The problem: Print verbatim the lines from the beginning of the entries through the line containing "query: the noun phrase to segment: person", both ends included. Pictures should be left out.

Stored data
▬▬▬▬▬▬▬▬▬▬
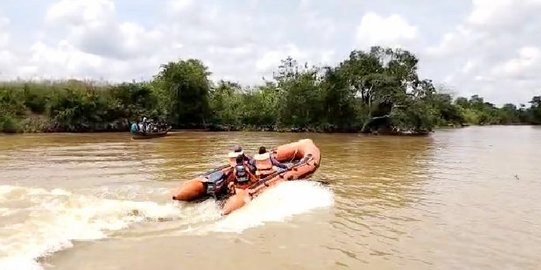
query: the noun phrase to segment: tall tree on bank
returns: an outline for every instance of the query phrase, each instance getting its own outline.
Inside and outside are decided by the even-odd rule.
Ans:
[[[533,124],[541,125],[541,96],[535,96],[530,101],[530,121]]]
[[[326,67],[321,83],[322,129],[351,131],[360,128],[363,115],[356,109],[355,95],[339,68]]]
[[[196,59],[169,62],[161,66],[154,85],[168,109],[168,118],[175,127],[205,126],[210,114],[209,90],[211,73]]]
[[[220,81],[210,91],[211,121],[222,127],[239,126],[242,112],[242,88],[239,84]]]
[[[418,59],[401,49],[372,47],[352,51],[338,70],[361,101],[364,132],[378,129],[430,130],[434,126],[428,99],[435,92],[432,82],[420,80]]]
[[[279,93],[280,126],[304,129],[318,125],[321,118],[318,71],[307,64],[299,66],[291,57],[282,60],[274,76]]]

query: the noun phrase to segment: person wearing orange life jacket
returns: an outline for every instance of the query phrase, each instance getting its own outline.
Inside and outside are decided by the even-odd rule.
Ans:
[[[267,152],[265,146],[259,147],[259,154],[254,156],[256,175],[259,178],[264,178],[277,171],[276,167],[288,169],[288,166],[278,162],[270,153]]]

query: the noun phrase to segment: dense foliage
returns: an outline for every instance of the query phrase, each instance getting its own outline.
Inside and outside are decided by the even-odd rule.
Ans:
[[[255,87],[209,80],[199,60],[170,62],[149,82],[0,83],[0,130],[127,131],[148,116],[175,128],[426,133],[438,126],[541,124],[531,106],[501,108],[482,97],[453,99],[417,74],[404,50],[353,51],[335,67],[282,60],[272,81]]]

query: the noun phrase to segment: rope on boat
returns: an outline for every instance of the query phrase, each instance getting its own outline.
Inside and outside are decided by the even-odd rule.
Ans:
[[[307,157],[308,157],[308,156],[307,156]],[[289,169],[286,169],[286,170],[283,170],[283,171],[276,171],[276,172],[274,172],[274,173],[272,173],[272,174],[269,174],[269,175],[266,176],[265,178],[263,178],[263,179],[257,181],[256,183],[254,183],[253,185],[251,185],[250,187],[248,187],[248,189],[255,189],[255,188],[257,188],[258,186],[260,186],[260,185],[262,185],[262,184],[268,187],[267,182],[268,182],[269,180],[273,179],[276,175],[281,174],[281,173],[284,173],[284,172],[287,172],[287,171],[291,171],[293,168],[296,168],[296,167],[299,167],[299,166],[301,166],[301,165],[307,164],[307,163],[308,163],[310,160],[312,160],[312,159],[313,159],[313,157],[310,155],[308,158],[304,159],[304,161],[301,161],[301,162],[299,162],[299,163],[297,163],[297,164],[291,166]],[[252,194],[250,194],[250,195],[252,195]]]

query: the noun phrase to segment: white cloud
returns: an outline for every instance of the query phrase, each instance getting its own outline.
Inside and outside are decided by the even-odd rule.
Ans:
[[[82,51],[117,59],[152,53],[164,34],[133,22],[121,22],[110,0],[61,0],[47,11],[53,29],[68,29],[67,40]]]
[[[43,78],[42,72],[49,70],[48,75],[52,78],[87,77],[91,76],[92,70],[103,67],[103,59],[100,56],[78,50],[66,40],[60,41],[56,46],[48,46],[37,42],[30,48],[31,58],[24,74],[33,78]]]
[[[473,10],[466,22],[479,28],[517,27],[533,16],[540,0],[473,0]]]
[[[150,79],[193,57],[212,79],[255,84],[287,56],[336,64],[383,45],[411,50],[422,77],[460,95],[524,103],[541,85],[541,0],[28,1],[42,5],[32,16],[0,3],[0,79]]]
[[[114,3],[109,0],[61,0],[47,10],[45,19],[48,23],[80,26],[109,21],[114,13]]]
[[[12,68],[16,63],[17,58],[9,50],[0,49],[0,78],[7,79],[16,75],[16,72],[13,72]]]
[[[260,76],[272,74],[273,71],[277,70],[281,61],[289,56],[301,66],[304,66],[305,64],[308,66],[324,66],[335,64],[333,62],[336,53],[334,50],[301,50],[294,44],[287,44],[282,48],[262,53],[255,65],[257,74]]]
[[[525,103],[541,94],[541,0],[474,0],[471,13],[426,50],[425,73],[462,95],[496,104]],[[430,68],[428,68],[430,66]],[[512,89],[512,90],[511,90]]]
[[[365,14],[357,27],[357,43],[367,48],[373,45],[404,47],[417,39],[417,27],[398,14],[382,17],[376,13]]]
[[[294,40],[298,37],[301,42],[308,42],[309,36],[291,38],[290,30],[303,27],[305,32],[319,33],[318,38],[325,33],[326,37],[321,38],[329,39],[333,33],[332,22],[318,17],[313,10],[284,17],[258,10],[261,7],[255,0],[237,8],[217,7],[208,1],[197,3],[181,3],[181,8],[175,9],[178,2],[169,2],[168,14],[174,18],[170,34],[175,40],[183,41],[183,56],[204,60],[213,72],[213,79],[260,83],[261,78],[269,78],[280,60],[287,56],[299,62],[328,61],[333,56],[328,49],[322,49],[320,43],[316,43],[315,48],[301,48]]]
[[[17,56],[10,50],[10,21],[0,16],[0,79],[9,78],[16,74],[13,66]]]
[[[334,49],[317,42],[332,41],[333,20],[312,8],[292,21],[267,15],[257,0],[234,9],[206,0],[170,0],[161,6],[159,24],[149,26],[121,19],[117,4],[111,0],[52,3],[39,38],[25,49],[25,59],[14,73],[25,78],[148,79],[160,64],[190,57],[203,60],[212,79],[254,84],[263,76],[269,78],[287,56],[310,64],[329,63],[336,56]],[[299,45],[299,40],[288,37],[292,34],[288,31],[298,26],[325,37],[297,36],[301,43],[313,43]]]
[[[466,64],[462,68],[462,73],[467,74],[476,67],[477,67],[477,62],[475,60],[468,60],[468,61],[466,61]]]
[[[173,14],[189,11],[195,7],[194,0],[170,0],[167,2],[168,9]]]
[[[30,48],[30,58],[18,74],[32,79],[98,79],[129,81],[145,79],[165,60],[148,57],[123,61],[84,52],[67,40],[54,45],[42,42]]]
[[[536,79],[541,72],[541,50],[528,46],[520,48],[517,54],[517,57],[492,68],[490,74],[494,78],[508,80]]]
[[[443,34],[438,45],[427,47],[426,53],[432,57],[448,57],[470,49],[475,50],[475,44],[486,39],[484,33],[475,32],[464,25],[459,25],[454,31]]]
[[[0,74],[2,79],[149,79],[183,46],[170,42],[161,26],[149,29],[120,20],[109,0],[61,0],[49,7],[44,20],[39,39],[18,56],[13,46],[7,51],[0,47],[0,67],[19,60]]]
[[[306,55],[293,44],[288,44],[284,48],[271,50],[264,53],[256,62],[258,71],[268,72],[280,65],[280,61],[291,56],[295,59],[305,58]]]
[[[9,42],[9,19],[0,16],[0,49],[5,48]]]

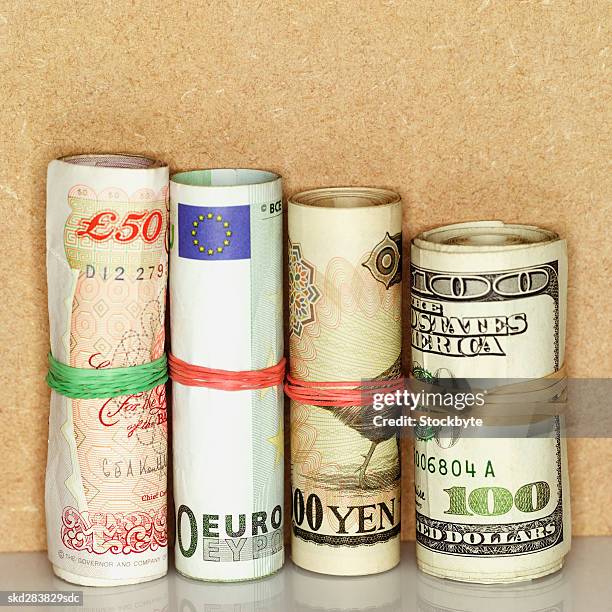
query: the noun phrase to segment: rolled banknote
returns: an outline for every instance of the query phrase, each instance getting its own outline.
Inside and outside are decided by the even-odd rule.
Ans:
[[[500,388],[518,398],[524,379],[560,374],[567,254],[557,234],[500,221],[434,229],[413,240],[411,281],[416,378],[478,378],[492,398]],[[485,425],[469,436],[460,428],[417,428],[423,571],[494,583],[562,566],[571,537],[562,421],[551,417],[549,435],[539,437],[516,435],[516,428]]]
[[[282,372],[249,382],[283,359],[282,213],[272,172],[170,182],[175,558],[191,578],[259,578],[284,560]]]
[[[398,377],[399,196],[316,189],[288,207],[291,378],[316,386]],[[347,576],[388,570],[400,553],[399,439],[373,426],[367,403],[325,403],[291,402],[293,561]]]
[[[47,543],[54,572],[77,584],[144,582],[167,569],[165,386],[142,390],[135,374],[125,387],[135,391],[109,397],[97,384],[165,360],[167,202],[168,168],[151,159],[49,164]],[[70,373],[86,397],[61,384]]]

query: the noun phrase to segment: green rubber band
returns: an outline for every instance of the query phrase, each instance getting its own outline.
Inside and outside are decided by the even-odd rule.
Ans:
[[[134,395],[168,380],[166,354],[155,361],[125,368],[73,368],[49,353],[47,384],[65,397],[103,399]]]

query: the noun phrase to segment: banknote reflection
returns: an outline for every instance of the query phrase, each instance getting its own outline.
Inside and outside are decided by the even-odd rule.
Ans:
[[[569,612],[571,582],[566,570],[521,584],[473,584],[416,575],[418,612]]]
[[[402,610],[401,567],[370,576],[325,576],[288,564],[289,597],[298,612]]]
[[[290,610],[283,571],[249,582],[202,582],[180,574],[171,578],[173,612],[255,612]]]
[[[170,578],[159,578],[152,582],[116,587],[77,587],[53,576],[49,588],[66,591],[68,588],[83,591],[83,607],[61,608],[83,612],[125,612],[146,610],[147,612],[168,612],[170,606]],[[36,608],[32,608],[36,609]],[[48,608],[45,608],[48,609]]]

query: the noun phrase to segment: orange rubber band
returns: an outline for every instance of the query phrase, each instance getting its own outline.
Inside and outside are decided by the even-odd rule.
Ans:
[[[283,357],[276,365],[262,370],[216,370],[193,365],[168,354],[170,378],[188,387],[208,387],[220,391],[255,391],[283,384],[285,378]]]
[[[355,387],[358,387],[355,389]],[[298,380],[287,374],[285,393],[294,401],[312,406],[367,406],[378,393],[393,393],[404,388],[402,378],[321,382]]]

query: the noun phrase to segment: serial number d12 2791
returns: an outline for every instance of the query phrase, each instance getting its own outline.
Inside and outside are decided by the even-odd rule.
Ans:
[[[165,266],[162,263],[156,266],[85,266],[86,278],[98,277],[105,281],[144,281],[153,278],[163,278]]]

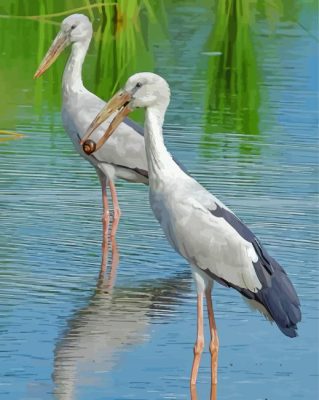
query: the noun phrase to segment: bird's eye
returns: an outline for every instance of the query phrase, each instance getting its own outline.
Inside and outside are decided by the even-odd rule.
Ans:
[[[75,29],[76,28],[76,25],[72,25],[71,26],[71,29],[73,30],[73,29]]]
[[[141,82],[137,82],[137,84],[135,85],[135,87],[137,87],[137,88],[142,87],[142,83],[141,83]]]

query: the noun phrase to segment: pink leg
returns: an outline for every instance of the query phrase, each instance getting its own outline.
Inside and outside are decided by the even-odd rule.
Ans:
[[[191,386],[196,385],[198,368],[204,348],[203,294],[197,294],[197,339],[194,346],[194,360],[191,373]]]
[[[210,400],[216,400],[217,399],[217,385],[211,384],[211,389],[210,389]]]
[[[109,204],[108,204],[107,192],[106,192],[107,178],[103,175],[100,177],[100,180],[101,180],[101,186],[102,186],[102,204],[103,204],[103,216],[102,216],[103,240],[102,240],[102,261],[101,261],[101,270],[100,270],[100,276],[102,276],[105,274],[106,265],[107,265],[110,210],[109,210]]]
[[[191,400],[197,400],[196,385],[191,385]]]
[[[121,217],[121,210],[119,207],[119,202],[117,200],[117,194],[116,194],[116,189],[114,182],[110,179],[110,190],[111,190],[111,196],[112,196],[112,201],[113,201],[113,224],[112,224],[112,229],[111,229],[111,240],[113,242],[118,224],[120,222],[120,217]]]
[[[214,318],[211,289],[206,289],[205,294],[206,294],[207,312],[208,312],[209,328],[211,335],[209,350],[211,354],[212,392],[215,391],[215,396],[216,396],[219,339],[217,334],[216,322]],[[211,397],[213,397],[213,395]]]

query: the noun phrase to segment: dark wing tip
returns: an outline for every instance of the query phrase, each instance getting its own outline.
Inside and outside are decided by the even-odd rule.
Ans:
[[[297,332],[298,328],[297,328],[297,325],[292,325],[292,326],[289,326],[289,327],[286,327],[286,328],[283,328],[283,327],[281,327],[281,326],[278,325],[278,328],[281,330],[281,332],[282,332],[284,335],[286,335],[286,336],[288,336],[288,337],[290,337],[290,338],[295,338],[295,337],[298,336],[298,332]]]
[[[268,260],[274,270],[270,285],[258,291],[255,298],[266,307],[286,336],[296,337],[297,324],[301,321],[298,295],[283,268],[272,257]]]

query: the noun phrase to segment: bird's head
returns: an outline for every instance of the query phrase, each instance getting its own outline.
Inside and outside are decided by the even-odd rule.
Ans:
[[[132,75],[126,82],[124,89],[117,92],[106,104],[102,111],[95,117],[86,134],[81,140],[83,150],[91,154],[98,150],[112,135],[123,119],[135,108],[159,108],[166,110],[170,99],[168,83],[161,76],[151,72],[141,72]],[[93,131],[116,113],[103,137],[95,145],[88,140]]]
[[[161,76],[152,72],[140,72],[132,75],[127,80],[123,92],[130,96],[131,109],[152,106],[165,106],[166,108],[170,98],[168,83]]]
[[[59,57],[62,51],[72,43],[89,41],[92,37],[92,24],[83,14],[72,14],[61,23],[60,32],[56,35],[47,51],[34,78],[41,76]]]
[[[81,42],[91,38],[92,24],[86,15],[72,14],[61,23],[61,32],[68,38],[68,42]]]

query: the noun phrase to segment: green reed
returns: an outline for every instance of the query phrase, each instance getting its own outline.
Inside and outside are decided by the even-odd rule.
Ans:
▬▬▬▬▬▬▬▬▬▬
Solution to this exercise:
query: the noun phrase to segment: tall tree on bank
returns: an outline for every instance of the query phrase, each instance getting its own outline.
Inside and outside are decided by the even-odd rule.
Ans:
[[[533,124],[541,125],[541,96],[535,96],[530,101],[530,121]]]
[[[326,67],[321,83],[322,129],[351,131],[360,128],[363,115],[356,109],[355,95],[339,68]]]
[[[196,59],[169,62],[161,66],[154,85],[168,109],[168,118],[175,127],[205,126],[210,114],[209,90],[211,73]]]
[[[220,81],[210,91],[211,121],[222,127],[239,126],[242,112],[242,88],[239,84]]]
[[[418,59],[401,49],[372,47],[352,51],[338,70],[361,101],[364,132],[378,129],[430,130],[434,126],[428,99],[435,92],[432,82],[420,80]]]
[[[279,93],[280,126],[304,129],[318,125],[321,118],[318,71],[307,64],[299,66],[291,57],[282,60],[274,76]]]

query: the noun phrase to segment: person wearing orange life jacket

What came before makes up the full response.